Tuesday, April 26, 2022

Python - Handle CSV file and pandas (Day 25)

This is a 100 Days challenge to learn a new language (Python). 100 Days of Code - The Complete Python Pro Bootcamp 

I will post some notes to motivate myself to finish this challenge.


Read a CSV file



Using readlines of file object

Ex:
# Open file
with open("./weather_data.csv", encoding="utf-8") as csv_file:
    # Using readlines function of file object
    # to read all the lines of a file in a list
    data = csv_file.readlines()
    print(data)

Result:
 [
'day,temp,condition\n',
'Monday,12,Sunny\n',
'Tuesday,14,Rain\n',
'Wednesday,15,Rain\n',
'Thursday,14,Cloudy\n',
'Friday,21,Sunny\n',
'Saturday,22,Sunny\n',
'Sunday,24,Sunny'
]

According to the result, we need to spend lots of efforts to clean up the data (comma or newline character) before analyzing it.


Utilize csv module



The csv module implements classes to read and write tabular data in CSV format.

Ex:
import csv

# Open a file
with open("./weather_data.csv", encoding="utf-8") as csv_file:
    # csv.reader() will return a reader object
# which will iterate over lines
    data = csv.reader(csv_file)

    # Go through each line
    for row in data:
        print(row)

Result:
 ['day', 'temp', 'condition']
   ['Monday', '12', 'Sunny']
   ['Tuesday', '14', 'Rain']
   ['Wednesday', '15', 'Rain']
   ['Thursday', '14', 'Cloudy']
   ['Friday', '21', 'Sunny']
   ['Saturday', '22', 'Sunny']
   ['Sunday', '24', 'Sunny']

Now the result looks much better. Using csv module save lots of our time.

But if we want to get all temperatures from the previous result and save them into a list. Is there any better way to handle it?

Ex:
import csv

# Open a file
with open("./weather_data.csv", encoding="utf-8") as csv_file:
    # csv.reader() will return a reader object
# which will iterate over lines
    data = csv.reader(csv_file)

    # Define a list
    temperature = []

    # Go through each line
    for row in data:
        # Skip csv header row
        if row[1] != "temp":
            # 1 is a magic number
            temperature.append(row[1])

print(temperature)

Result:
 ['12', '14', '15', '14', '21', '22', '24']


pandas Library



The code above looks long and tedious.

There are some libraries can save our time, and pandas module is popular.

Ex:
import pandas

# Read a comma-separated values (csv) file into DataFrame.
data = pandas.read_csv("weather_data.csv")

# Read temp column
print(data["temp"])

Result:
  0    12
  1    14
  2    15
  3    14
  4    21
  5    22
  6    24
  Name: temp, dtype: int64

Now the code looks cleaner.

That is why python developers always use pandas module (or other library) to deal with csv file no matter how easy the tasks.


Exp 1 - Get the average temperature



Ex:
import pandas

# Read a comma-separated values (csv) file into DataFrame.
data = pandas.read_csv("weather_data.csv")

# Transform Series to List first
temp_list = data["temp"].to_list()
# Then using built-in function to finish the calculation
average = sum(temp_list) / len(temp_list)
print(average)

# Or Using Series.mean()

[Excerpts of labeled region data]
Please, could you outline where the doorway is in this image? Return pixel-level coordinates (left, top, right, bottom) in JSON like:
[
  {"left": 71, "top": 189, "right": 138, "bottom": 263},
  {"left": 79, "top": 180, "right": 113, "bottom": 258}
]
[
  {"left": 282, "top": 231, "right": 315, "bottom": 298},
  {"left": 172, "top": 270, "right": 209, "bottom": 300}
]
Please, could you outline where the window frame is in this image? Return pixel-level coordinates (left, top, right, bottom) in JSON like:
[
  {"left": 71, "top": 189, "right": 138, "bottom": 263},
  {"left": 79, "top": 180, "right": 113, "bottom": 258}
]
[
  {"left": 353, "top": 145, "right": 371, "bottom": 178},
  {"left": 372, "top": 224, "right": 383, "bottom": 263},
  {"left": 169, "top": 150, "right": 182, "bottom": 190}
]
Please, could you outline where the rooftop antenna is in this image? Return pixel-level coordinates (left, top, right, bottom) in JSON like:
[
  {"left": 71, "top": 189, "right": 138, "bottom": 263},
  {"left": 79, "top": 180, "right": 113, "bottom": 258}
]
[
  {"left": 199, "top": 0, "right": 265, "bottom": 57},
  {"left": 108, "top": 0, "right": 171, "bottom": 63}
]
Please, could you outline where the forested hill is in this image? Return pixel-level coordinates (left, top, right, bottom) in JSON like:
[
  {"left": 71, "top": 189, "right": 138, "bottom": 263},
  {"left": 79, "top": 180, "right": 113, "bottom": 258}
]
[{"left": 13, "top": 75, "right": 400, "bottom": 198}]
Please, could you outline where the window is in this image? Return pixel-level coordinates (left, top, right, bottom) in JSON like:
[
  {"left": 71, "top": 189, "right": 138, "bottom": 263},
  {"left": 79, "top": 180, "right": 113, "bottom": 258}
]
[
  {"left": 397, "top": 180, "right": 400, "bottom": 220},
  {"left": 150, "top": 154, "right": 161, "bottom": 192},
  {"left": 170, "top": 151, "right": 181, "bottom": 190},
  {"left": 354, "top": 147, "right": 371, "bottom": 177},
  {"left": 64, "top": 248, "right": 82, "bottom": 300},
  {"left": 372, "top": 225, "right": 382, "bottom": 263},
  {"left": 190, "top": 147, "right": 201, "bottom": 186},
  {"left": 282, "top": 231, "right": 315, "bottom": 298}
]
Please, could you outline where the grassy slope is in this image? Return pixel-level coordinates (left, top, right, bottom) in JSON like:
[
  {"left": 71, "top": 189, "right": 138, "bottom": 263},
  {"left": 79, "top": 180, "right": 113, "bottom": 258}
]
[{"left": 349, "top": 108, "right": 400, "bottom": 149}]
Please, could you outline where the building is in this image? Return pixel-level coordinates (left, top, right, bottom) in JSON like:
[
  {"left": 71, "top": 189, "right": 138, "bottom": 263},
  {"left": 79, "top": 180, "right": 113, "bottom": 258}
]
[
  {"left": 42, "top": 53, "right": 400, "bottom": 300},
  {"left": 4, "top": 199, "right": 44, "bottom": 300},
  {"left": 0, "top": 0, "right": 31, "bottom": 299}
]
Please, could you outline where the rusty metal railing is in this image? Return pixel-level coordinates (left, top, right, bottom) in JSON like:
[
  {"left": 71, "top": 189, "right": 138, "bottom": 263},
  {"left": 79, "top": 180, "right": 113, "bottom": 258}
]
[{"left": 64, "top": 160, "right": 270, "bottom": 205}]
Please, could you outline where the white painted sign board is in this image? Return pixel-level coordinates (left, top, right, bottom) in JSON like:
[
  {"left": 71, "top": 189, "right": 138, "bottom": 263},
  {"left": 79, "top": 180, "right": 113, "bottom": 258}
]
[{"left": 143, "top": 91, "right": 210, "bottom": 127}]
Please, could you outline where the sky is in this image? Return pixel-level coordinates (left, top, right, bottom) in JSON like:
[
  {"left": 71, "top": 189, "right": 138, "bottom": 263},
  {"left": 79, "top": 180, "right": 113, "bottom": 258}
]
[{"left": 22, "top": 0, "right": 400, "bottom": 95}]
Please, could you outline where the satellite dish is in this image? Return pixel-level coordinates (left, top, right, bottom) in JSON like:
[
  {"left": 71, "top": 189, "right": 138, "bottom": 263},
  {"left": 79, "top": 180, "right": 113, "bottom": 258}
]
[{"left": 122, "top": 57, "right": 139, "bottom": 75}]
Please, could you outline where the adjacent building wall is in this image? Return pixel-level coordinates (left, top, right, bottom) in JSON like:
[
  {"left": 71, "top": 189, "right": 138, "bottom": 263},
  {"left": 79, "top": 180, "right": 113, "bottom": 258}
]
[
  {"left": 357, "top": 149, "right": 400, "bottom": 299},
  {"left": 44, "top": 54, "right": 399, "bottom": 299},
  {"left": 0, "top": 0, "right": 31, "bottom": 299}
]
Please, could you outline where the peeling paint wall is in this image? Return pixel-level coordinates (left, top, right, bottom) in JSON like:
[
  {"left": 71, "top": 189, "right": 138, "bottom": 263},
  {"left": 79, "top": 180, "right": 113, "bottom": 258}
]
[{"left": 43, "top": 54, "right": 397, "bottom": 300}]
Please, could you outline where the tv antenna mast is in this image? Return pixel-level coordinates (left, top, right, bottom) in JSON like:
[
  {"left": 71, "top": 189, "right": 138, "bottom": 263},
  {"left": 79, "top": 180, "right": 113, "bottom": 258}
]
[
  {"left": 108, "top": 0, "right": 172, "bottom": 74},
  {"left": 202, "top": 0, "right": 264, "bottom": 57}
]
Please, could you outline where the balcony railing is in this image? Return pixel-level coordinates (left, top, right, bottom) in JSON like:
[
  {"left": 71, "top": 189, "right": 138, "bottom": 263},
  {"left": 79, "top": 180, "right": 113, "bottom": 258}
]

» STATED PROBLEM 1
Answer these about the Python CSV post:
(a) Which day of the 100 Days challenge does it cover?
(b) What file do its code examples read?
(c) Which pandas function reads a CSV file into a DataFrame?
» STATED PROBLEM 2
Could you switch "balcony railing" to "stair railing" in the records, in everything from the line containing "Please, could you outline where the balcony" down to the end of the records, and return only those lines with nothing else changed?
The Python CSV post and the records have no connection to each other.

» RESPONSE 1
(a) Day 25
(b) weather_data.csv
(c) pandas.read_csv

» RESPONSE 2
Please, could you outline where the stair railing is in this image? Return pixel-level coordinates (left, top, right, bottom) in JSON like:
[
  {"left": 71, "top": 189, "right": 138, "bottom": 263},
  {"left": 79, "top": 180, "right": 113, "bottom": 258}
]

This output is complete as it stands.